I was married to a sociopath for 12 years (didn’t know it until we divorced). He had 3 affairs and was a minister for a majority of that time. He messed up a lot of lives. Anyway, I am at my wits end right now because I cannot get him out of my life because we had 2 children. I am so tired of dealing with him. My kids are 12 and 10 now and my ex is doing everything in his power to try and convince my son to go live with him when he’s 14. I see it happening and there’s nothing I can do to stop it. I keep notes about everything that happens, but my lawyer tells me that it would be a very hard case if my son wants to go.

I’m also struggling right now because I have something my ex wants. I have some documents from when we were married and owned a business. He needs some proof that another couple we were in business with is not responsible for a loan we had. My ex got the loan in the divorce. I believe he’s trying to bankrupt his business. Anyway, I’m refusing to give him the documents because I am so tired of being bullied by him and lied to. I know this was a stupid thing to do because now he’s furious and is attacking me through emails and bashing me to the kids. But, it seems so unfair that I have to give in to him ALL THE TIME to keep the peace. I am tired of it. He has something I want and I’m holding the documents as a bargaining tool. Do you think this will work with a sociopath? Or am I just asking for it?

A relationship or any type of involvement with a sociopath leaves us with a big ball of turmoil. We discover that everything he or she has ever said to us was a lie, and we are outraged. We learn that we were played like a fool, and we are humiliated. We realize that our love and trust were abused, and we fear that we’ll never love and trust again.

While trying to deal with the emotional shock of the betrayal, we also have to deal with the practical issues of disengaging—divorce, finances, children. As we do this, especially if there are legal proceedings involved, we want to tell the world, or at least the judge, about the sociopath’s wrongdoing. We want to prove that we were honorable, and the sociopath was not. We want to be vindicated.

The sociopath does not experience this emotional turmoil. The sociopath’s only objective is to win. The definition of “winning,” of course, depends on what the sociopath wants. Maybe it’s keeping his or her possessions, such as children. Maybe it’s keeping his or her money by not having to pay child support. Maybe it’s destroying us.

Think strategically

Usually Lovefraud advises our readers to have no contact with sociopaths. Of course, this is not possible when someone, like Andrea, has to co-parent with a sociopath.

My advice to Andrea was to think strategically. There is no point withholding the documents just because she is tired of being bullied. What does she really want? What leverage does she have to get what she wants?

Information supplied:
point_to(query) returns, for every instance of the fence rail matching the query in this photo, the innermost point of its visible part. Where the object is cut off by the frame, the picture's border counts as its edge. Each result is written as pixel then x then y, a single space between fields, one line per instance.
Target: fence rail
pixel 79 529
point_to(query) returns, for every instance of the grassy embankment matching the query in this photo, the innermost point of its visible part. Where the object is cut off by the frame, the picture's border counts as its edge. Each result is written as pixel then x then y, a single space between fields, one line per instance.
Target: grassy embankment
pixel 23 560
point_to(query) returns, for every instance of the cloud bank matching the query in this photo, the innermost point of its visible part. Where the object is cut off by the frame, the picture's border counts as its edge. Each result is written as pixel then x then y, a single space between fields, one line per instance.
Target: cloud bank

Challenges:
1. In the passage about co-parenting with a sociopath, what does Lovefraud usually advise its readers to do?
2. Please write the next part of the passage about co-parenting with a sociopath, picking up after its final sentence (the text above the data).

Results for each task:
1. To have no contact with sociopaths.

2.
The documents she talks about are leverage. Therefore, Andrea should play this exactly as the sociopath would—using the documents to extract some kind of concession out of him. She needs to evaluate what that might be, and then use her leverage to get it.

However, whatever she demands needs to be something that the sociopath can deliver immediately, not at some time in the future. Sociopaths do not honor agreements, so there is no point in asking for something that will be delivered later, or over a long period of time. It will never happen.

What works?

For sociopaths, it’s all a game, a game that they want to win.

In my case, however, my sociopathic ex-husband, James Montgomery, just quit playing. In our divorce, he fired his attorney, signed papers to represent himself pro se, and then defaulted. He was on to his next scam, and had no use for me. I never interacted with him again.

So I actually don’t have experience in ongoing dealings with a sociopath. Therefore, I ask Lovefraud readers for your input. If you must continue to deal with a sociopath, what works?

Category: Media sociopaths, Sociopaths and family

Previous Post: « After the sociopath is gone: The rapture of being alive
Next Post: The pathological self-confidence of the sociopath »

Reader Interactions

Comments

  1. Tilly

    May 13, 2009 at 3:22 am

    I used to have to take a mutual friend with me to my youngest boy’s “supervised access visits” with his psychopath father. They were only twice a year and sometimes the P didn’t turn up. When he did turn up he was stoned and would start screaming straight away, terrorising my 4 year old son.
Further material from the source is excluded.